─── Passage for review
All manner of analogies invoking explosions or meteors could be used to describe the trajectory of solar energy over the past decade. Yet it is unlikely that any of them would tell the story of its astonishing progress quite as vividly as the raw data itself.
According to figures published by the European Photovoltaic Industry Association (EPIA), the total solar photovoltaic (PV) capacity installed worldwide had grown to nearly 140 gigawatts (GW) last year from a little over 1GW in 2000 – more than 10,000 per cent in 13 years. Less stellar, but still significant, PV’s near relative, solar thermal energy (STE), hit over 3.4GW of installed capacity last year after seeing steady growth since its first installation in 1984.
“Both PV and STE are proven technologies,” says Maria van der Hoeven, executive director of the International Energy Agency (IEA). “The rapid cost decrease of PV modules and systems in the last few years has opened new perspectives for using solar energy as a major source of electricity in the coming years and decades.”
──────
─── Recorded information
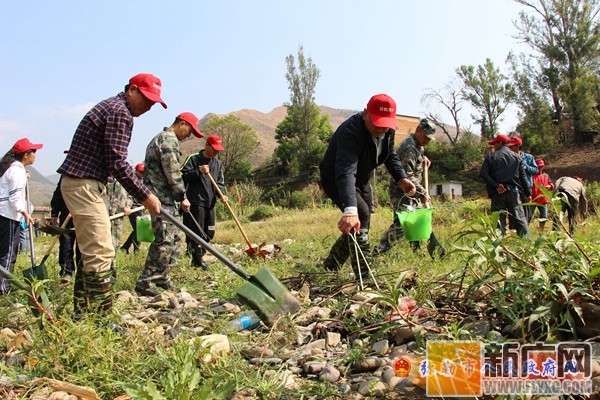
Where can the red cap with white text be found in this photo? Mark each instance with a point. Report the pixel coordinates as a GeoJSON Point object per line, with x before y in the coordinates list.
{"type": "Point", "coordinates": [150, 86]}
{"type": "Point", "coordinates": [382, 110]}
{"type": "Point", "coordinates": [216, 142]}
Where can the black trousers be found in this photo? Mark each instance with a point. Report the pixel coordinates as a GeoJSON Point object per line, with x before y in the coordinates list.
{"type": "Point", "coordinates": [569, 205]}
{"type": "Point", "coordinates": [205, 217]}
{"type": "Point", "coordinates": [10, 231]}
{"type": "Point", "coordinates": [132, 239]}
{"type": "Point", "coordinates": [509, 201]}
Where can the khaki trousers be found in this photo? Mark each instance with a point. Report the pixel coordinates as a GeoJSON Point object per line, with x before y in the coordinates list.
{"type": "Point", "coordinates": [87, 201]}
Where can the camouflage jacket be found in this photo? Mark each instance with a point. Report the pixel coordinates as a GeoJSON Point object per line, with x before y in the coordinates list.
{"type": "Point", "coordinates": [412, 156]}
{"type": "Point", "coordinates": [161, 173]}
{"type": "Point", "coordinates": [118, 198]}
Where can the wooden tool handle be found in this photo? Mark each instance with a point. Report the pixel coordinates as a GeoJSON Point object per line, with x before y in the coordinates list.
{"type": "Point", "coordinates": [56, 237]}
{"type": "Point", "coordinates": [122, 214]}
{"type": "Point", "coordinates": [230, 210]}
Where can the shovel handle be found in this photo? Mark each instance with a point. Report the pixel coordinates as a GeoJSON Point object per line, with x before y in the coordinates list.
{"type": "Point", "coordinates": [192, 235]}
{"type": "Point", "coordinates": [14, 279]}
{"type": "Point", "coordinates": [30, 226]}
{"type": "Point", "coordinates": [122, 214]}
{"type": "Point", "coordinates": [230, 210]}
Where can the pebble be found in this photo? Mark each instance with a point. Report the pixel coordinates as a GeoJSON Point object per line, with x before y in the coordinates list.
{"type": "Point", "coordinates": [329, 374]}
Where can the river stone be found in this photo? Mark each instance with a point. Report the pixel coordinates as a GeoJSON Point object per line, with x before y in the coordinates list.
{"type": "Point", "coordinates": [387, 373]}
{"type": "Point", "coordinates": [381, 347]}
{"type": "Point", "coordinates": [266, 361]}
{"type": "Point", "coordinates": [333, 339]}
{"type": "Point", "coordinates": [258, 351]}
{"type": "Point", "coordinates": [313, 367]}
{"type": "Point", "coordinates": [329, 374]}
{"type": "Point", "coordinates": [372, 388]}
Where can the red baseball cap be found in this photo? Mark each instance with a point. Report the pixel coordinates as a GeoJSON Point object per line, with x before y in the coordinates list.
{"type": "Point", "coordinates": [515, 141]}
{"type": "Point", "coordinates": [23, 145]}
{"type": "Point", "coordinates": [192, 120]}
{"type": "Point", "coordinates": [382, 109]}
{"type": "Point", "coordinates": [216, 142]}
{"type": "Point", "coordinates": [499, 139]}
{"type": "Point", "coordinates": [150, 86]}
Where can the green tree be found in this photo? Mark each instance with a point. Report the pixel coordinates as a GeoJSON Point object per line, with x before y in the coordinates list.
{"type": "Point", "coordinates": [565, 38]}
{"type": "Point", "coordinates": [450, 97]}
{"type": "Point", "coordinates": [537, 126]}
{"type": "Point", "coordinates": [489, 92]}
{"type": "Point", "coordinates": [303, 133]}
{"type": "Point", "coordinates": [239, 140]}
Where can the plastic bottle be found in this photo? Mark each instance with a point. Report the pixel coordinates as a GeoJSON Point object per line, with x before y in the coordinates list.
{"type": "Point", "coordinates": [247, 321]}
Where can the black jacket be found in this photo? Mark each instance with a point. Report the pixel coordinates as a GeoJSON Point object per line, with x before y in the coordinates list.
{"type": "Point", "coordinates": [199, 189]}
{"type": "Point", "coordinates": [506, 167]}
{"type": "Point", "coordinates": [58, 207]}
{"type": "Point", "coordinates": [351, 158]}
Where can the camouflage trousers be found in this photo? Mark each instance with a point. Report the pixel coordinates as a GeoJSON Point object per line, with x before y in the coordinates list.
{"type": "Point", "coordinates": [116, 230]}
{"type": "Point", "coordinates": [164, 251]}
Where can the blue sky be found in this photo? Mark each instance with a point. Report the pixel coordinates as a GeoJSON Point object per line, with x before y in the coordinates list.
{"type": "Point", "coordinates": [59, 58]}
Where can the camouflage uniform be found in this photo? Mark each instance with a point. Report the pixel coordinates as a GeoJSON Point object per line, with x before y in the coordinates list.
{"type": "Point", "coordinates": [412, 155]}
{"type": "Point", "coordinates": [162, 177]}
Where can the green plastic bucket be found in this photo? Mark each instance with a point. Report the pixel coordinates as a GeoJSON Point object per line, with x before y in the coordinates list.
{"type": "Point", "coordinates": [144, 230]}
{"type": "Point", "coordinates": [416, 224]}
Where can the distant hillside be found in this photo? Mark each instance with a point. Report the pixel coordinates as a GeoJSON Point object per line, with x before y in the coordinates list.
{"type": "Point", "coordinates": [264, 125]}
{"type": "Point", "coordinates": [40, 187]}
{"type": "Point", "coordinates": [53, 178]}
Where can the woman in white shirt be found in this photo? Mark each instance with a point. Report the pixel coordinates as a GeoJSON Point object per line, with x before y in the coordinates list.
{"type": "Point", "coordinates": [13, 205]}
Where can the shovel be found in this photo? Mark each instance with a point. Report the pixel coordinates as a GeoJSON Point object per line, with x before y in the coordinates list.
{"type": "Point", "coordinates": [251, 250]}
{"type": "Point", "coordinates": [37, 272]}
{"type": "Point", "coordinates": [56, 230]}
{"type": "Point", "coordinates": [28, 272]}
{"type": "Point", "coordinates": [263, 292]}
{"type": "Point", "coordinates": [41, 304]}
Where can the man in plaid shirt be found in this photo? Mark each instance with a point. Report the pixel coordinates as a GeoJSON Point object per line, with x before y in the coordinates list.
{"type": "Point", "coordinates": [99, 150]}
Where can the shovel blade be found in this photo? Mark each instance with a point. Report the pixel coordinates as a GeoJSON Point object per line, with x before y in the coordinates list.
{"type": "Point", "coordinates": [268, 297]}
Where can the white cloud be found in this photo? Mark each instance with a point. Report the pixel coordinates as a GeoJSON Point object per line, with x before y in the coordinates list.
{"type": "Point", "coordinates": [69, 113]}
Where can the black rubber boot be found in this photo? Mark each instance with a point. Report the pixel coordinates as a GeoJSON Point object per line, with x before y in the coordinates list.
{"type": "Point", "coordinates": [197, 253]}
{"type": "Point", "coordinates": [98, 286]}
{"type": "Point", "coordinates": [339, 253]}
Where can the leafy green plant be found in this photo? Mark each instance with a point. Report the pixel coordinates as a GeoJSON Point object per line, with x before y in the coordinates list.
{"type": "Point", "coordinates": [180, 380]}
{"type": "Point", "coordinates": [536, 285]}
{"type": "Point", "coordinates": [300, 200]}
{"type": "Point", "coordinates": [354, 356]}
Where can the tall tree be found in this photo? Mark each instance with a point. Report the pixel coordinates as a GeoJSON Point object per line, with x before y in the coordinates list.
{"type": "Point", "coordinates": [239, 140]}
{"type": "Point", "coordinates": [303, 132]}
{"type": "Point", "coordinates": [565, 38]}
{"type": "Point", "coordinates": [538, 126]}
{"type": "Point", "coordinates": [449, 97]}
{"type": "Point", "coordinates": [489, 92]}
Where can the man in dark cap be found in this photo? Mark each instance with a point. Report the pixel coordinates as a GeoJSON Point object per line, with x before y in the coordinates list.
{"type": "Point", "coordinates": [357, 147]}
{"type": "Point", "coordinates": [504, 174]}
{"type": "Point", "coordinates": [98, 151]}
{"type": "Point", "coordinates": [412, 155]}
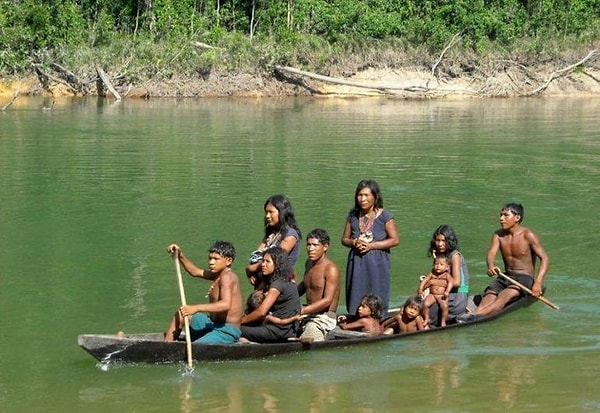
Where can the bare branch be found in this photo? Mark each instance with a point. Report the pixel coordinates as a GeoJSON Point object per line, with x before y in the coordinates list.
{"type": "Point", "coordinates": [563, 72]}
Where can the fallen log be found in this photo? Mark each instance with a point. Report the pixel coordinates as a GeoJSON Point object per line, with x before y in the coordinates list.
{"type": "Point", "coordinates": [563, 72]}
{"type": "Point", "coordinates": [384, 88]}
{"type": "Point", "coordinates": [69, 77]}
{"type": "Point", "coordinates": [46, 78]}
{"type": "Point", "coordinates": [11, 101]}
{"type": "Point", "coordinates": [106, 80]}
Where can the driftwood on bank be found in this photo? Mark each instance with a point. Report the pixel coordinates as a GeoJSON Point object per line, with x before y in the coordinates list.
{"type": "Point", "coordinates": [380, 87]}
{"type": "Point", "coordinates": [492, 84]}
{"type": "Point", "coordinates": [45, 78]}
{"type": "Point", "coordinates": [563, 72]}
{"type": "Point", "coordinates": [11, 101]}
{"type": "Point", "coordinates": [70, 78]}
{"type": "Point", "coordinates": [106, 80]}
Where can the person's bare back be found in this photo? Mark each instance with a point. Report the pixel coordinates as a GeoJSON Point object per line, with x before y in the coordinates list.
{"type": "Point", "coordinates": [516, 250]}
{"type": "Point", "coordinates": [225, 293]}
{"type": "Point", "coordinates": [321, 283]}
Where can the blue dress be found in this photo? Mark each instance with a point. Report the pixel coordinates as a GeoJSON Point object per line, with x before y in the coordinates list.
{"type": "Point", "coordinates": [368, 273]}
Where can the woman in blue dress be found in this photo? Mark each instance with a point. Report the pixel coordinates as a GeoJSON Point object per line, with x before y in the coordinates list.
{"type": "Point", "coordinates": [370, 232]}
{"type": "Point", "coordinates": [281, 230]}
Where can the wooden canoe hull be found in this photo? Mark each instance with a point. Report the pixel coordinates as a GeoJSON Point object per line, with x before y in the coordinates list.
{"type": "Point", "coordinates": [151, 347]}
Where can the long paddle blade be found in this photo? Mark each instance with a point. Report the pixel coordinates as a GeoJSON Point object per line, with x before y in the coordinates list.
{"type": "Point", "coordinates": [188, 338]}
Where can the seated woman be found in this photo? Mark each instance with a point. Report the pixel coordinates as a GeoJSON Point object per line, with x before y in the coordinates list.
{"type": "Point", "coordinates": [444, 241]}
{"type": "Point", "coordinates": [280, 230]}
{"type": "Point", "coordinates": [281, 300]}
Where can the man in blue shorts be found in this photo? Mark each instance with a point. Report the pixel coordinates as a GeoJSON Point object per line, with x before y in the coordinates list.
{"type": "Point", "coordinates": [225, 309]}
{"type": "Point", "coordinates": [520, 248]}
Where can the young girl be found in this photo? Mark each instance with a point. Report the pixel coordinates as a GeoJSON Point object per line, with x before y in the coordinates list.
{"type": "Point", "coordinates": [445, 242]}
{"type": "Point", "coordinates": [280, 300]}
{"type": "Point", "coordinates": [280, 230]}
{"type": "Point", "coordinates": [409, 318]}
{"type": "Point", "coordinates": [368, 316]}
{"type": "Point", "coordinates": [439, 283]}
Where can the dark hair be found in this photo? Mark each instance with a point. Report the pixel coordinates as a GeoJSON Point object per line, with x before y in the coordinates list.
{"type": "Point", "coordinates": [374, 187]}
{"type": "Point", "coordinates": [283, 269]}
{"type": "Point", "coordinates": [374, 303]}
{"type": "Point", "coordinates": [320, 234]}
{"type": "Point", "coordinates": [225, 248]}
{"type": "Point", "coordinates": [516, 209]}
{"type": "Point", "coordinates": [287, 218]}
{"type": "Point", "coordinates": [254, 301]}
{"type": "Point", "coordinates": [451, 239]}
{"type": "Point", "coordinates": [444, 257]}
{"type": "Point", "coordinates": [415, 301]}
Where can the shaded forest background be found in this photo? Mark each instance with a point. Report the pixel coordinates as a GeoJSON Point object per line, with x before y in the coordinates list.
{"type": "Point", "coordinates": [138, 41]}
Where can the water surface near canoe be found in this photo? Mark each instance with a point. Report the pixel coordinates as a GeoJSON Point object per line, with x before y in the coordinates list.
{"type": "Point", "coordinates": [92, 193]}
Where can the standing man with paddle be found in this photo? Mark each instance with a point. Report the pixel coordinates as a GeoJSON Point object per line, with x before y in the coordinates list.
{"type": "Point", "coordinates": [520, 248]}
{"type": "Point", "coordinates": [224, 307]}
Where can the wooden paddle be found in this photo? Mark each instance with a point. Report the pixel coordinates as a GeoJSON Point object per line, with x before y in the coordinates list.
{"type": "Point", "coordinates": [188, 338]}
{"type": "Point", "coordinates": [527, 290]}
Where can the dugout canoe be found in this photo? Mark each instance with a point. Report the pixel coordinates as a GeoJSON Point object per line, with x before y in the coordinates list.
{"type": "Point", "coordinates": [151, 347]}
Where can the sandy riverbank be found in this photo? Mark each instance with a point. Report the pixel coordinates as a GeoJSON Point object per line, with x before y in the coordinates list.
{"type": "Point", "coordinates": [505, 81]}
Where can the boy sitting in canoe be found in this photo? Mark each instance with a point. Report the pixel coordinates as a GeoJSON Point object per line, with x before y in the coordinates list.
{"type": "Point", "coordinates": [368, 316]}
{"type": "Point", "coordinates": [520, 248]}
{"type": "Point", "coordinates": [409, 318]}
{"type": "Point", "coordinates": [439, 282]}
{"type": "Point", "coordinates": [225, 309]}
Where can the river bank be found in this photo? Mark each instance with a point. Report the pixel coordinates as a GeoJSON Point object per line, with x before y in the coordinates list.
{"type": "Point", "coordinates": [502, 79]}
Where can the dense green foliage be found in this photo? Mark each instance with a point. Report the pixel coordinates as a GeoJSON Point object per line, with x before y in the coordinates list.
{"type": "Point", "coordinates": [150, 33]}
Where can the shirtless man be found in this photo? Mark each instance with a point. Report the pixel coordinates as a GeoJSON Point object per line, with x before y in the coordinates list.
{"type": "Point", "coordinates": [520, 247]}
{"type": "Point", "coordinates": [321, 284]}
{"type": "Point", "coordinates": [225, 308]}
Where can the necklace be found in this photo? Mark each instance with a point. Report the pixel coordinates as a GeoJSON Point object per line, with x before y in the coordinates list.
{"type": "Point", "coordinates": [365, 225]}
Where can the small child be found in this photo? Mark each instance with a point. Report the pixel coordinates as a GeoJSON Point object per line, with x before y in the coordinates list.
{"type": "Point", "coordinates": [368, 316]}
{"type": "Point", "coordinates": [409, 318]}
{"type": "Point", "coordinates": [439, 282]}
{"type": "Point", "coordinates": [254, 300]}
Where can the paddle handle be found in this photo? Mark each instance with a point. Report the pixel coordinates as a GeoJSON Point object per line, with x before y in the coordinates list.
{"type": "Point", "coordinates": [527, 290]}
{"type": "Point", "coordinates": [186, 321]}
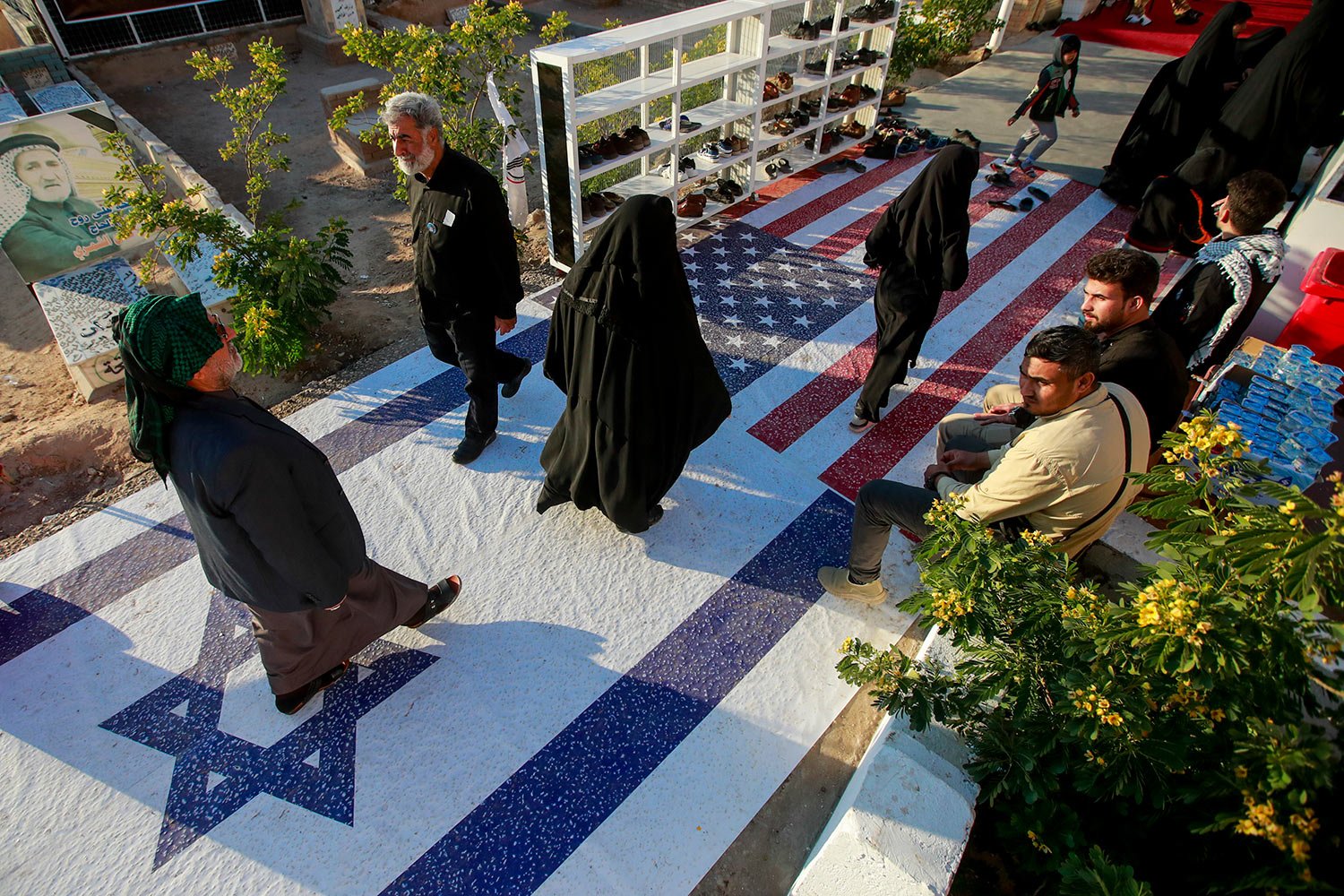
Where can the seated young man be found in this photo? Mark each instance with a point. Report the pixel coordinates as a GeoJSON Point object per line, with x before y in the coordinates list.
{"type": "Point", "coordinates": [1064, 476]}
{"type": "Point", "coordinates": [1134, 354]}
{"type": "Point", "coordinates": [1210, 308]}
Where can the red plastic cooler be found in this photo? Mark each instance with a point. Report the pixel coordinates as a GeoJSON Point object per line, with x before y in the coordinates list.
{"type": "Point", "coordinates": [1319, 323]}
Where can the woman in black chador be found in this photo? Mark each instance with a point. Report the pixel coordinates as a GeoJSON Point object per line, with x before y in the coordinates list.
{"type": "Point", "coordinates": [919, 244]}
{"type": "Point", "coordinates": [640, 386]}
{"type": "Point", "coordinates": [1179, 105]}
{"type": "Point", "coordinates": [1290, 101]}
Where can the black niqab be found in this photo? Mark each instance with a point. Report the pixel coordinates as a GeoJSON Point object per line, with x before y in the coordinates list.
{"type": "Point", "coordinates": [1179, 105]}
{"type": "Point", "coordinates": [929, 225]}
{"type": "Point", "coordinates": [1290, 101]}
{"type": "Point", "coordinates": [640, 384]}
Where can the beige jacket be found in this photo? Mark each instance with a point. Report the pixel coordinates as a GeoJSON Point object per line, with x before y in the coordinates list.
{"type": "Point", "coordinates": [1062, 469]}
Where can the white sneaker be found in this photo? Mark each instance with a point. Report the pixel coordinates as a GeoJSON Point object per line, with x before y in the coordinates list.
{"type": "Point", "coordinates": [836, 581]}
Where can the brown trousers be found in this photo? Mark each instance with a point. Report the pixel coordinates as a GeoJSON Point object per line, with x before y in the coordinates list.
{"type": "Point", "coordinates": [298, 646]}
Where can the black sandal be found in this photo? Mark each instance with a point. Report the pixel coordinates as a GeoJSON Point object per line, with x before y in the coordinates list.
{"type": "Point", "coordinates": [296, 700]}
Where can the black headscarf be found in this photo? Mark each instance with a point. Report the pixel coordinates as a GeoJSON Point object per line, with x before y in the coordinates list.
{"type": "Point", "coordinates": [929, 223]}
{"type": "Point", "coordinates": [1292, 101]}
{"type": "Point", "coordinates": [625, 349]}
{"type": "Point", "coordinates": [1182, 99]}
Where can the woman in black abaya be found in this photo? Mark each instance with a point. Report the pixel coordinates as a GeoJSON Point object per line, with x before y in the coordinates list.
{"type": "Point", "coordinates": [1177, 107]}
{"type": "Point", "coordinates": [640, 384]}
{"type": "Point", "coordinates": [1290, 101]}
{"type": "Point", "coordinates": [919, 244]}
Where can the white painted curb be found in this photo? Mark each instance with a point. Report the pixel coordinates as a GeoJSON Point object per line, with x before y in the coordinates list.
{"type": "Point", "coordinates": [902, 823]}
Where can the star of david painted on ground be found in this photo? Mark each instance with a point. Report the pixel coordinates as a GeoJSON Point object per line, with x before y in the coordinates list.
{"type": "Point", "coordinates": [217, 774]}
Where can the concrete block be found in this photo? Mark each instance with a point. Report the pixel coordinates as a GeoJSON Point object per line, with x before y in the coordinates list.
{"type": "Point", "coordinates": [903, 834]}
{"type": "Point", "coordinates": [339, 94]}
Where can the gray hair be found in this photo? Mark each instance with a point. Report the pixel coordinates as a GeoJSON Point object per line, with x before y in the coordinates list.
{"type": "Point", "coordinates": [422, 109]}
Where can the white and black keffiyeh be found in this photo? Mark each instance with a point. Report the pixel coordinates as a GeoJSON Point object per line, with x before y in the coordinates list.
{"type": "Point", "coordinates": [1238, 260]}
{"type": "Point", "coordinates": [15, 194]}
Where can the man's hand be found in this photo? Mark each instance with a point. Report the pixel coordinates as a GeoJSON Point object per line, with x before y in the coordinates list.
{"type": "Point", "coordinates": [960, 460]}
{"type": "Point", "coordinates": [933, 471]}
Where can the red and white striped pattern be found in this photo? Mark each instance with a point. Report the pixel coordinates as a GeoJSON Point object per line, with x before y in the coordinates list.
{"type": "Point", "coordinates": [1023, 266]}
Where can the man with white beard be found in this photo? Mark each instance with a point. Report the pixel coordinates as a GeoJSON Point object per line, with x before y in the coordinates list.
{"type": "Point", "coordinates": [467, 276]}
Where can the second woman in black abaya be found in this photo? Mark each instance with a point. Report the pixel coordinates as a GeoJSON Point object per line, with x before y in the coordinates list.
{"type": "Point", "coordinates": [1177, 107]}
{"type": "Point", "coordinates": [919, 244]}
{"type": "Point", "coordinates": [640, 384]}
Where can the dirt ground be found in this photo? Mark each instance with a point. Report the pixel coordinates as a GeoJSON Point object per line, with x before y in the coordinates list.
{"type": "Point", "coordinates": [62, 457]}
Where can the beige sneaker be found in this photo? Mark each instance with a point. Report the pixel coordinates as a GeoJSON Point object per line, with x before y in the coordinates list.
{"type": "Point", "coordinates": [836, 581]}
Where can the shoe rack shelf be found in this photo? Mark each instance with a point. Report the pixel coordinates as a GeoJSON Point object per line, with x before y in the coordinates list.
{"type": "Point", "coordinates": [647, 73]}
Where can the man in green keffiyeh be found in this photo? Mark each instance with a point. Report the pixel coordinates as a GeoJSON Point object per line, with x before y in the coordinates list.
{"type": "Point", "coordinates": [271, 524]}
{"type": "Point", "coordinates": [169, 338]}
──────
> Required actions
1) List every capacity figure that the passage on solar energy gives in gigawatts, and note what each one measures.
2) Extend the passage on solar energy past its final sentence.
The records were drawn from a separate source.

> Numbered responses
1)
- Nearly 140 gigawatts: total solar PV capacity installed worldwide last year
- A little over 1GW: total solar PV capacity installed worldwide in 2000
- Over 3.4GW: installed capacity of solar thermal energy (STE) last year

2)
HARNESSING SUN’S HEAT
The difference between the two technologies is that PV uses semiconductor materials to convert sunlight directly into electricity, whereas STE, also known as concentrated solar power (CSP), harnesses the sun’s heat to drive turbines that generate power. The attraction of both is that their “fuel” is the sun’s virtually limitless energy, making them both promising alternatives to hydrocarbons.
PV’s growth in recent years has largely been due to the involvement of China. Not only does its huge, energy-hungry population make it an attractive end-market for solar – forecast to be the world’s largest this year – but its manufacturing ingenuity has also proved instrumental in driving down the costs of solar panels to the extent that PV is now able to compete on almost level terms with conventional power sources.
In one hour the sun provides the equivalent energy of the entire Earth’s consumption in one year
This dramatic fall in costs has opened PV up to a whole new world of possibility. One of its big attractions is that it lends itself to areas of the developing world poorly served by centralised grid infrastructure, offering the promise of electrifying areas that would probably have to wait years for a connection.
“PV is an ideal way to provide power to that large portion of the world that doesn’t have it,” says Chris Case, chief technology officer at Oxford PV, an Oxford University spin-off company developing cutting-edge photovoltaic technologies. “Even small PV power stations can provide access to things like mobile phone charging, refrigeration for vaccines and TV receivers.”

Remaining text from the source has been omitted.